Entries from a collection
──────────
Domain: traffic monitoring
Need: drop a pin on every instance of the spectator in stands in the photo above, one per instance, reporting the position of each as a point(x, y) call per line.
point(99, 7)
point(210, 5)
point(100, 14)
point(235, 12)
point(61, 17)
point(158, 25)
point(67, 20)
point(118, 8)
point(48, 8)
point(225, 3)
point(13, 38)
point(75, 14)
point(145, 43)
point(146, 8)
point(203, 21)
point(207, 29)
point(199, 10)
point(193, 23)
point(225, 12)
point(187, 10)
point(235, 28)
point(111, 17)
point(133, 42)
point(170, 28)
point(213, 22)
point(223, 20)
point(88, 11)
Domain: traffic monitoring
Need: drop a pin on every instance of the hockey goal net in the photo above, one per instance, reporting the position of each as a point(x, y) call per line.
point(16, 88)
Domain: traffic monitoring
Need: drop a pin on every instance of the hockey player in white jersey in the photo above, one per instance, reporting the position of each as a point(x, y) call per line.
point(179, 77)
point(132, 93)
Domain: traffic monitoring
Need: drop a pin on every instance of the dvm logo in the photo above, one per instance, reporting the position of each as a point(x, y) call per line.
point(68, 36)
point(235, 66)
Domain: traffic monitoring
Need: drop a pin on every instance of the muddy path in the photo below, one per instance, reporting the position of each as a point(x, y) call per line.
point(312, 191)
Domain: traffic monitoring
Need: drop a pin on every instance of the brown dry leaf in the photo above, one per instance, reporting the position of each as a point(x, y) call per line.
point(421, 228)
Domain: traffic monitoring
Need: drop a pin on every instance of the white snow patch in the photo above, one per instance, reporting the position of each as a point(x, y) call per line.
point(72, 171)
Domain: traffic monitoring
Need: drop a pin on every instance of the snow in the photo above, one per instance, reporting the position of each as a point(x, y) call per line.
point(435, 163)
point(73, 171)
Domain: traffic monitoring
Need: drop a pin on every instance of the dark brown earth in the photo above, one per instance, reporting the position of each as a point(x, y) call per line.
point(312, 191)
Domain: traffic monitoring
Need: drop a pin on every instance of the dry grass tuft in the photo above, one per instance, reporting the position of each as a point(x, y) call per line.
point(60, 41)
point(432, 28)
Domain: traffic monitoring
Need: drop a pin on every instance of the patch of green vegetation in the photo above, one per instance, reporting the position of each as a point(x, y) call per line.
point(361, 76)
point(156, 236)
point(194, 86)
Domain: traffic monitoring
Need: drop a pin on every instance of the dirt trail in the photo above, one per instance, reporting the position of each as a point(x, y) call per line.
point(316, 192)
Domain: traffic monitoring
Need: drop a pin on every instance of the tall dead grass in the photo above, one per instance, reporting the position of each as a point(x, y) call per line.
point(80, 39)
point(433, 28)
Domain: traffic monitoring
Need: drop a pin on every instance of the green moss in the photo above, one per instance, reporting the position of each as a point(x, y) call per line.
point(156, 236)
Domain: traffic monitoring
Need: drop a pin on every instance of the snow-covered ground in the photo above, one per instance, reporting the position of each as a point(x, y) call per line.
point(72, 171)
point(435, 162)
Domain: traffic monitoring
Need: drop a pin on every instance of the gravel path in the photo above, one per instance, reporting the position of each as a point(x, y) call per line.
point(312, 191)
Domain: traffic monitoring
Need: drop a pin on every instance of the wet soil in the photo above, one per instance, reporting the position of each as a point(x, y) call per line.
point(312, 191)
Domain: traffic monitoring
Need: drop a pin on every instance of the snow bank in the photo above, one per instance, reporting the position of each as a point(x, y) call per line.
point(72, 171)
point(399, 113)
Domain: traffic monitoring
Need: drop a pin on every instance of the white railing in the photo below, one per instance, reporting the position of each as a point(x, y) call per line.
──────────
- **Directions for this task**:
Can you set down all of the entries above again, word for word and unchanged?

- **Solution to the exercise**:
Domain: traffic monitoring
Need: drop a pin on every instance of the spectator in stands in the photo above, one per instance, reporting the position of each as a point(x, y) call per line.
point(99, 7)
point(210, 5)
point(100, 14)
point(235, 12)
point(61, 17)
point(158, 25)
point(67, 20)
point(118, 8)
point(48, 8)
point(225, 3)
point(13, 38)
point(75, 14)
point(145, 43)
point(146, 8)
point(203, 21)
point(207, 29)
point(199, 10)
point(193, 23)
point(225, 12)
point(187, 10)
point(235, 28)
point(111, 17)
point(133, 42)
point(170, 28)
point(213, 22)
point(223, 20)
point(88, 11)
Domain: traffic monitoring
Need: drop a pin on every instance of the hockey goal net in the photo above, one per instance, reporting the position of each as a point(x, y) call per line.
point(16, 88)
Domain: traffic monitoring
Need: drop a pin on every instance of the hockey player in white jersey in the photo above, one per instance, reporting the position of each as a point(x, y) call per line.
point(179, 77)
point(132, 93)
Domain: traffic monitoring
Need: drop a pin on every instance of the dvm logo in the photo above, one per instance, reporting the position of each as a point(x, y) call per line.
point(68, 36)
point(235, 66)
Domain: traffic monitoring
Need: drop a pin on every instance of the muddy path in the photo below, one per instance, reporting the position of each as a point(x, y) call per line.
point(312, 191)
Domain: traffic monitoring
Need: drop a pin on every instance of the brown dry leaf in the photo above, one per instance, reporting the position of each as a point(x, y) call per line.
point(421, 228)
Domain: traffic monitoring
Need: drop a pin on every instance of the white snow patch in the photo above, one per instance, reporting the position of each as a point(x, y) call per line.
point(72, 171)
Domain: traffic monitoring
Need: drop a pin on every instance of the snow in the photo above, one per instance, reporting the position of each as a point(x, y) call per line.
point(435, 163)
point(73, 171)
Domain: traffic monitoring
Need: drop a pin on every instance of the dark brown earth in the photo above, one per instance, reporting the position of each as a point(x, y) call per line.
point(312, 191)
Domain: traffic monitoring
Need: drop a pin on every instance of the dry grass tuft in the photo above, one per instance, reporting the position of each as a point(x, y) call per line.
point(60, 41)
point(432, 28)
Domain: traffic monitoring
Need: drop a pin on every instance of the patch of green vegetation in the photo above, one per instance, reporting the position of each as a point(x, y) call per line.
point(361, 76)
point(156, 236)
point(194, 86)
Domain: traffic monitoring
Need: drop a pin on every instance of the dirt trail in the photo above, one per instance, reporting the position of each as a point(x, y) call per line.
point(316, 192)
Domain: traffic monitoring
Need: drop a pin on every instance of the tall dead grass in the photo above, one per instance, reporting the position of each as a point(x, y) call per line.
point(80, 39)
point(433, 28)
Domain: traffic monitoring
Need: drop a pin on every instance of the green moss in the photo above, one per instance, reporting the position of each as a point(x, y) call per line.
point(156, 236)
Domain: traffic monitoring
Need: drop a pin on every instance of the snow-covered ground in the photo above, one per instance, reporting the position of each as a point(x, y) call per line.
point(72, 171)
point(435, 162)
Domain: traffic monitoring
Need: drop a pin on every instance of the gravel path in the photo above, one per instance, reporting the position of each as a point(x, y) call per line.
point(312, 191)
Domain: traffic monitoring
Need: drop a pin on every instance of the wet soil in the photo above, one per instance, reporting the position of each as a point(x, y) call per line.
point(312, 191)
Domain: traffic monitoring
Need: drop a pin on every instance of the snow bank in the photo above, one per instance, reporting the position of each as a point(x, y) call per line.
point(72, 171)
point(399, 113)
Domain: traffic monitoring
Need: drop a pin on every instance of the white railing in the photo below, one per instance, reporting the position of each as a point(x, y) call per line.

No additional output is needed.